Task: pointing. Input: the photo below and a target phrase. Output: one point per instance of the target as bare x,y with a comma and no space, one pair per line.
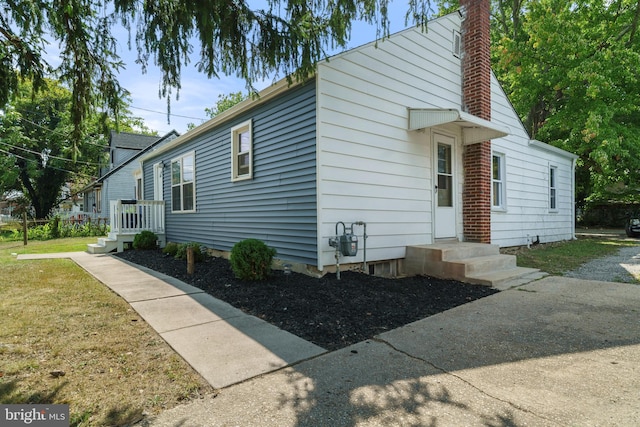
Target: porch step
467,262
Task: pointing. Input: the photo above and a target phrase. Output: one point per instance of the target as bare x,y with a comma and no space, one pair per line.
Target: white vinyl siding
370,167
553,190
526,176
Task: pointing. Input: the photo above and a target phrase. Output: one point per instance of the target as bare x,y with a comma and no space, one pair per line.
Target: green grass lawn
559,258
57,318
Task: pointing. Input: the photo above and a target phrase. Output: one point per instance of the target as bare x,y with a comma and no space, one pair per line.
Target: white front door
445,197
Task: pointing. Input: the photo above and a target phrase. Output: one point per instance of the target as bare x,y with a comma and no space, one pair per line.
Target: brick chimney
476,100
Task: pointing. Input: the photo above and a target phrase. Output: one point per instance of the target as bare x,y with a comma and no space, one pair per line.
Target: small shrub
251,260
145,240
171,249
198,251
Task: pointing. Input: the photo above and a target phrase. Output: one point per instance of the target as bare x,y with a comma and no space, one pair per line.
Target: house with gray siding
_ _ _ _ _ _ _
» Your assignment:
If pictures appear among the entries above, omit them; repeat everything else verbatim.

» Exercise answer:
Task: pointing. Input: the photo below and a target phrase. Output: one point per instance of the target as bare x,y with a comma and no space, one pair per line.
Target: porch step
467,262
Task: pointing. Input: the photo above and a target phrase. Output: one point per instance of the target as bare x,y with a comma and no space, one pair per line.
Target: white vinyl siding
370,167
553,190
526,176
Task: pointing. Input: the photo above and a target phrase. Output: one point per instance of the target as bare x,y with a comma and no space, one pair per line.
Target: green grass lawn
559,258
57,318
Task: pointing. Input: the photo above and a target phrase. Output: one point per instance of the target as bare x,y with a comma and no space, one pair per line.
Target: white front door
445,197
Task: pointing. Input: the photo above and a target phrase. Output: one point per instance of the target as bare x,y with a comma and no space, one pair per line.
Target: brick chimney
476,100
Task: pointing. Input: the photo above and a target phrase. Output: one point per instance of the target as bare x,y with a comma and no space, one pair per line.
Target: small shrub
251,260
145,240
171,249
198,251
Task: pointing. Input: the photo above and a target phrase. Output: one point per instance of the target as bare x,y with a comma and no space, one pair per line.
Target: house with gray siding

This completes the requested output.